■ Written exercise ■
Please format the rows below as a numbered list without blank lines, starting at the line that contains "Where can the raised" and ending at the line that contains "point(177, 297)". Leave the pictures out of the answer.

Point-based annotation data
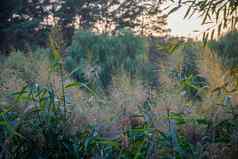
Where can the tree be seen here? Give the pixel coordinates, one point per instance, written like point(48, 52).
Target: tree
point(222, 13)
point(22, 21)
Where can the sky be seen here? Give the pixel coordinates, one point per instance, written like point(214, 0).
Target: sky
point(184, 27)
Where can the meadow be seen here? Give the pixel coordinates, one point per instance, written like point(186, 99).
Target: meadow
point(120, 96)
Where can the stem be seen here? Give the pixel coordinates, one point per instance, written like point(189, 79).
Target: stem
point(62, 86)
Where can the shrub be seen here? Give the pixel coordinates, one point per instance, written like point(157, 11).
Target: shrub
point(95, 58)
point(226, 49)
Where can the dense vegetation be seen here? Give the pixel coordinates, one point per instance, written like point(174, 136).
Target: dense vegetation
point(51, 112)
point(72, 89)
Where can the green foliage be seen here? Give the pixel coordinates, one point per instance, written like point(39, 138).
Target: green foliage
point(222, 13)
point(95, 58)
point(187, 71)
point(226, 49)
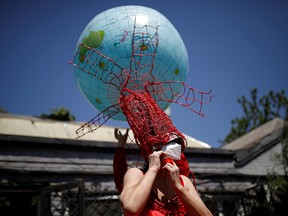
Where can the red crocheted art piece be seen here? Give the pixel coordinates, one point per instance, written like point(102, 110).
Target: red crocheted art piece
point(151, 126)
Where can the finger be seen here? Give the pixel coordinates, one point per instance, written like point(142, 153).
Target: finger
point(127, 130)
point(115, 132)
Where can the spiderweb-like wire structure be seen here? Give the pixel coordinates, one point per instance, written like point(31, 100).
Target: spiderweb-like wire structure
point(140, 91)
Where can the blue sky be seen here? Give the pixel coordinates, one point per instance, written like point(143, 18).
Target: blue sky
point(233, 46)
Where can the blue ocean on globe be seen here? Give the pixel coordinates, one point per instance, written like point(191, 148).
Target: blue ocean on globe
point(111, 34)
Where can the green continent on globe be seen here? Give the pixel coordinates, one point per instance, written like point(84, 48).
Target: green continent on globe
point(93, 40)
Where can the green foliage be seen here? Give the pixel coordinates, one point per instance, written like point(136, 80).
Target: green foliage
point(257, 112)
point(60, 114)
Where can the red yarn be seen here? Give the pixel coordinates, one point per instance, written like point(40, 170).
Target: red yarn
point(151, 126)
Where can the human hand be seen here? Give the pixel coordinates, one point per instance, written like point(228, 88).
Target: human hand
point(173, 174)
point(122, 138)
point(155, 160)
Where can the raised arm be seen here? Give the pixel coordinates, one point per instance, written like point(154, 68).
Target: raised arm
point(137, 186)
point(187, 193)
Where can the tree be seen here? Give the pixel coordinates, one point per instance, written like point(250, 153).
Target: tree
point(61, 114)
point(258, 112)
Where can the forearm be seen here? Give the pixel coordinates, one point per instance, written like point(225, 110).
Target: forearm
point(193, 204)
point(134, 198)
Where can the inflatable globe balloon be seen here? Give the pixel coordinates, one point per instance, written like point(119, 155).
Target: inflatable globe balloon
point(134, 39)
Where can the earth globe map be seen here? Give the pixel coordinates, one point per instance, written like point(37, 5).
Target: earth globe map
point(111, 34)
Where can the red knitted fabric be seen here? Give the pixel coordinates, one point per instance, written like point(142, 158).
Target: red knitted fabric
point(151, 126)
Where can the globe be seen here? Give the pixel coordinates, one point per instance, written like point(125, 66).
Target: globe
point(112, 34)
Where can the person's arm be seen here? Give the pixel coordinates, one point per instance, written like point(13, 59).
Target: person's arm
point(119, 160)
point(137, 186)
point(187, 193)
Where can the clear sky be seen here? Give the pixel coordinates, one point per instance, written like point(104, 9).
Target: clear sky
point(233, 46)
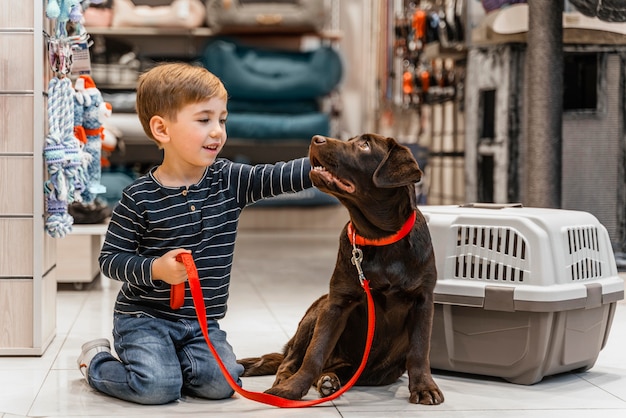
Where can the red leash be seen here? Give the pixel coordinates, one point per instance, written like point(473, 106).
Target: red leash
point(177, 297)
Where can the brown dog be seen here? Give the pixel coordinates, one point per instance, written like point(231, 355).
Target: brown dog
point(373, 177)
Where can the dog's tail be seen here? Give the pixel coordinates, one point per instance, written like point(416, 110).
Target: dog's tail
point(261, 366)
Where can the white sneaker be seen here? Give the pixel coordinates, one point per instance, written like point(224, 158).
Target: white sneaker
point(89, 350)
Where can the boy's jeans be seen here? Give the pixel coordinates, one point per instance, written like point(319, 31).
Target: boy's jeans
point(162, 360)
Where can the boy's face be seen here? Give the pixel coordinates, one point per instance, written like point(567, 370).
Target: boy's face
point(198, 133)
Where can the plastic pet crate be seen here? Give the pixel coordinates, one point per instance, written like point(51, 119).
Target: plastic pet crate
point(522, 293)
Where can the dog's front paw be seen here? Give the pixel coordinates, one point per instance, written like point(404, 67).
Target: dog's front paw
point(427, 396)
point(328, 384)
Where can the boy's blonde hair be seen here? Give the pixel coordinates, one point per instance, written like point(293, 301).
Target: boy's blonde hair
point(167, 88)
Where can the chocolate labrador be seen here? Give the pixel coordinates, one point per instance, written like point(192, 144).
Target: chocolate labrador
point(373, 177)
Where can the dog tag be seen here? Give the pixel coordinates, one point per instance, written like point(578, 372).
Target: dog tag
point(357, 258)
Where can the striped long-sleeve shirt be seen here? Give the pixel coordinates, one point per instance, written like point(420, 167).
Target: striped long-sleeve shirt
point(151, 219)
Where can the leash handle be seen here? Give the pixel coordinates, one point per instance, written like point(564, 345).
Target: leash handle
point(266, 398)
point(177, 291)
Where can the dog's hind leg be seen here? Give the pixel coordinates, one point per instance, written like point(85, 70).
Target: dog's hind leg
point(327, 384)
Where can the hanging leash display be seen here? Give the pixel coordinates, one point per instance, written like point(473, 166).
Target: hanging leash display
point(177, 299)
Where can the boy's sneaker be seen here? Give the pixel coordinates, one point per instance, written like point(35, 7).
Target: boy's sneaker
point(89, 350)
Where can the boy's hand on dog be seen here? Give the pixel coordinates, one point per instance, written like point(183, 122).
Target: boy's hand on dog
point(168, 269)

■ The answer ■
1. Where can the raised arm be seen here? Give the pixel coordinates, one point per instance, written like point(154, 68).
2. Target: raised arm
3. point(137, 186)
4. point(187, 193)
5. Where can the tree be seen here? Give the pixel coordinates, one point per instance, written like point(250, 153).
6. Target: tree
7. point(61, 114)
8. point(258, 112)
9. Where can the forearm be seen here? Give the pixel coordinates, one point per instance, written like point(225, 110).
10. Target: forearm
11. point(193, 204)
12. point(134, 198)
13. Where can the inflatable globe balloon be seen here? Give the pixel coordinates, one point per instance, written like point(119, 155).
14. Target: inflatable globe balloon
15. point(134, 39)
16. Where can the earth globe map be seen here? Give the pixel coordinates, one point per instance, written like point(37, 5).
17. Target: earth globe map
18. point(111, 34)
19. Where can the red knitted fabric be seen here? Give the pixel coordinates, one point per instance, written like point(142, 158).
20. Target: red knitted fabric
21. point(151, 126)
22. Where can the globe be seen here? Give the pixel coordinates, one point per instance, written like point(125, 66).
23. Target: globe
24. point(112, 34)
25. Where can the person's arm be seen here? Give the pixel coordinates, one point per instance, written like point(13, 59).
26. Target: person's arm
27. point(119, 160)
28. point(137, 186)
29. point(187, 193)
30. Where can the clear sky be seen here? Give the pixel coordinates, one point per instance, written like point(104, 9).
31. Target: clear sky
32. point(233, 46)
33. Where can the red leash be seen here? Give the pixel coordinates, one point per instance, written like point(473, 106).
34. Target: red leash
35. point(177, 297)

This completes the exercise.